Pointing dataset records
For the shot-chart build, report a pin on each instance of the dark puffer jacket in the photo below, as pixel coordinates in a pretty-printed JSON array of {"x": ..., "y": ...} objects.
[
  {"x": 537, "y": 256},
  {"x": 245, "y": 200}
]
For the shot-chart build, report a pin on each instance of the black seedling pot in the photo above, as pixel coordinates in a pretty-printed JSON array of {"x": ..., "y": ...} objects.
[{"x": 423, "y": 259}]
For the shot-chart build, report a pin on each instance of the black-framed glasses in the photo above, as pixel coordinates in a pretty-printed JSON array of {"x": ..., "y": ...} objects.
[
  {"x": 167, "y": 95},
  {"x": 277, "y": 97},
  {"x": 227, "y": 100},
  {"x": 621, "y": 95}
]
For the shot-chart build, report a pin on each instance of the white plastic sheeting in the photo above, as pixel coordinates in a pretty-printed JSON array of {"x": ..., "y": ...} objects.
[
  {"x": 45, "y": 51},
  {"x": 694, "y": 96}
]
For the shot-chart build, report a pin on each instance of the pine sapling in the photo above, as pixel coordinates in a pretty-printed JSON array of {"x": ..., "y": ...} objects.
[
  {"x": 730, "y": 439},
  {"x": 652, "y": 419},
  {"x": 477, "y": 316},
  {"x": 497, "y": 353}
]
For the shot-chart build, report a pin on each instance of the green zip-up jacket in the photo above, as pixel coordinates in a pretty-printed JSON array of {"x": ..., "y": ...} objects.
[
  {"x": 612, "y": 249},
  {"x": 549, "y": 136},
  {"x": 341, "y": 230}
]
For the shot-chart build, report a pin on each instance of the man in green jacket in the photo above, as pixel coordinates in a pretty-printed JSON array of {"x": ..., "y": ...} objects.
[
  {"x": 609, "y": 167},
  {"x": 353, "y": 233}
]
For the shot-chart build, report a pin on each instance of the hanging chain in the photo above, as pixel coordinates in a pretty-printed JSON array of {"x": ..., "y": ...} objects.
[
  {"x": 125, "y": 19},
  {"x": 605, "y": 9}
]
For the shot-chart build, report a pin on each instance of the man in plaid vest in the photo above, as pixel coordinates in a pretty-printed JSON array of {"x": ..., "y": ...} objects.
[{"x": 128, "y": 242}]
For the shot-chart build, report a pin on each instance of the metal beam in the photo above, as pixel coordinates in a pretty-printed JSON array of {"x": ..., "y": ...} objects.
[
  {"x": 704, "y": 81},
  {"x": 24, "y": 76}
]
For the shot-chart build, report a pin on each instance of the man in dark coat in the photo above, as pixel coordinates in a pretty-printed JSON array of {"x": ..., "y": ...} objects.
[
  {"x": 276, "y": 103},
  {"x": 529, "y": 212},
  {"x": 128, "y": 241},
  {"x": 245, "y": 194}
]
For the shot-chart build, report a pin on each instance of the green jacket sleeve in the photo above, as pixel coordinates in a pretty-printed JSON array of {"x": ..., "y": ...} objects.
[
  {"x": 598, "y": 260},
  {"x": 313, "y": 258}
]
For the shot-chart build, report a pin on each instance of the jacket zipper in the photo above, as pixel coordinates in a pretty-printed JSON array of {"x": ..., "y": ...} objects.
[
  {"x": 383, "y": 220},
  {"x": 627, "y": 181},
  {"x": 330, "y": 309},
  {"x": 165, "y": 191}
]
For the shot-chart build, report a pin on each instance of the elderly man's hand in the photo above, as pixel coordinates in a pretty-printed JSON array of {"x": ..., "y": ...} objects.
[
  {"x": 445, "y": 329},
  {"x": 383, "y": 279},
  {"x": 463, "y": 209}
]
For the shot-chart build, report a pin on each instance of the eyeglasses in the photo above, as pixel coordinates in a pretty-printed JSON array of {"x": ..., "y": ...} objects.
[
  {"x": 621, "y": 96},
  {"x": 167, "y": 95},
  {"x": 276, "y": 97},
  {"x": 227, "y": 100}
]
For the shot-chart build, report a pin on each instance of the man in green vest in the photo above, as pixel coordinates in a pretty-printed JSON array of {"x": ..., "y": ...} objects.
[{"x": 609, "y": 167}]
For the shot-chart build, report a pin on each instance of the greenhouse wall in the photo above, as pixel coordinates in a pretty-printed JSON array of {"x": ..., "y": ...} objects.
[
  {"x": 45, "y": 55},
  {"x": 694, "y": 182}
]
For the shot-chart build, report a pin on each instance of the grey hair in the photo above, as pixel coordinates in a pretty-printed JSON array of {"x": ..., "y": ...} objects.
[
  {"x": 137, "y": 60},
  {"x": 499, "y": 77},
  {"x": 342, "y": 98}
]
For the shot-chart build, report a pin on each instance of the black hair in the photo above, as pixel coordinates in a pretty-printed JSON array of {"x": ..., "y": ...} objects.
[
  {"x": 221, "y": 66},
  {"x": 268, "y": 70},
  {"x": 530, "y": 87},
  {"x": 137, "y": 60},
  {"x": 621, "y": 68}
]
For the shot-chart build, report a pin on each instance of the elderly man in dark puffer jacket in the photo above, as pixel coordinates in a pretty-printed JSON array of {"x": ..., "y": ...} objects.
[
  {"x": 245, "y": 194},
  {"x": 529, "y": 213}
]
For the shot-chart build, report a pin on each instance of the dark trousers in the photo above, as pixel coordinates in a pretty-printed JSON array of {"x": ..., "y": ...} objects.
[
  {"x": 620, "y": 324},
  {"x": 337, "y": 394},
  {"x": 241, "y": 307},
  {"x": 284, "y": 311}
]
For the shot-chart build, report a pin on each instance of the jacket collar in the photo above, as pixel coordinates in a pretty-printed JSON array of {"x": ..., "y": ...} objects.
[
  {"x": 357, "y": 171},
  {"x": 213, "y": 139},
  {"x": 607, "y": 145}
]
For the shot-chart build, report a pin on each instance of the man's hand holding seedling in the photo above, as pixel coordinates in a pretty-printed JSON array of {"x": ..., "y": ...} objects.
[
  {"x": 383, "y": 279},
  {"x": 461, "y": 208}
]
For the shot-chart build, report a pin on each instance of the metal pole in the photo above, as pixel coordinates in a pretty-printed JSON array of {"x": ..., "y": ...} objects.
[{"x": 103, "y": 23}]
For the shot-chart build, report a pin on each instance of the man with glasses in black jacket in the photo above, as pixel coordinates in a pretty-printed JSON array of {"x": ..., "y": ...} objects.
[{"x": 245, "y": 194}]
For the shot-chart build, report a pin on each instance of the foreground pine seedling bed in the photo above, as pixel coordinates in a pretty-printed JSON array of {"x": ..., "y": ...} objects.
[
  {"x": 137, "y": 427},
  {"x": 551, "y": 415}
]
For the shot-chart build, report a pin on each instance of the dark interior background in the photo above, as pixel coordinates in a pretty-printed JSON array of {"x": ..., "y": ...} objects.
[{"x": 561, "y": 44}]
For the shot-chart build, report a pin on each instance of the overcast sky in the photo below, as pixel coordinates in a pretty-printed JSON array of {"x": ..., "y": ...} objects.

• **DIRECTIONS FOR THIS TASK**:
Repeat the line containing "the metal pole" and all subsequent lines through the final line of the data, exactly and with no others.

• **SOLUTION FOR THIS EXERCISE**:
For the shot-chart build, report a pin on each instance of the metal pole in the photo above, as pixel coordinates in a pretty-printed JSON array of {"x": ..., "y": ...} objects.
[{"x": 103, "y": 23}]
For the shot-chart build, report a pin on each instance of the man with glasses in black jacket in the photo above, as pixel coordinates in a pretty-printed JSON array of {"x": ..., "y": ...} objects.
[{"x": 245, "y": 194}]
For the shot-chart build, report a pin on each instance of the foreground pine seedling bed in the photo above, as pixel coordinates in a pretty-printed JSON array of {"x": ..., "y": ...} objects.
[
  {"x": 137, "y": 427},
  {"x": 551, "y": 415}
]
For the shot-chart build, report a pin on each instance of the dark interior background in the photo above, as pixel coordinates in a pretty-printed JSON array of {"x": ..., "y": ...} objects.
[{"x": 561, "y": 44}]
For the shot-chart build, report a pin on each instance of the overcast sky in the photo below, as pixel coordinates in a pretty-printed JSON array of {"x": ..., "y": ...} objects.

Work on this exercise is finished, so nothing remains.